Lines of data
^^^^^^^^

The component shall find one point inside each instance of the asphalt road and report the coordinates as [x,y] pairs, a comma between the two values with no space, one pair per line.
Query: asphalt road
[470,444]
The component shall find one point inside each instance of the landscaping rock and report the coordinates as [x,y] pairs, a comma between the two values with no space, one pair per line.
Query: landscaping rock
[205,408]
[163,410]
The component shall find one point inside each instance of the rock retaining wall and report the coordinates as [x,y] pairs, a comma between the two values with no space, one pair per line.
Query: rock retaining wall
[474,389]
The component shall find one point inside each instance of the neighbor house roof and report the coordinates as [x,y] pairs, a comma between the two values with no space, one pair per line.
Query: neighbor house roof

^^^^^^^^

» **EXERCISE**
Can you rewrite every line of the records above as a Markdown table with the columns Row and Line, numbering each row and leaving out blank lines?

» **WORKED ANSWER**
| Row | Line |
|---|---|
| 1 | The component shall find one point inside each instance of the asphalt road and report the coordinates as [x,y] pairs, a comma between the two values with no space, one pair per line. |
| 2 | Query: asphalt road |
| 3 | [470,444] |
| 4 | The component shall find one point inside each instance of the landscaping rock and report the coordinates as [x,y] pairs, a comma between the two values with no space, one pair per line. |
| 5 | Query: landscaping rock |
| 6 | [205,408] |
| 7 | [163,410] |
| 8 | The component shall find one point inside each instance of the rock retaining wall and report the coordinates as [x,y] pairs, a comma between the two values with no space, one pair per line. |
| 9 | Query: rock retaining wall |
| 10 | [474,389] |
| 11 | The component shall find one point inside each instance of the neighbor house roof and report the coordinates as [x,y] pairs, a comma between the two values with no space, one pair per line. |
| 12 | Query: neighbor house roof |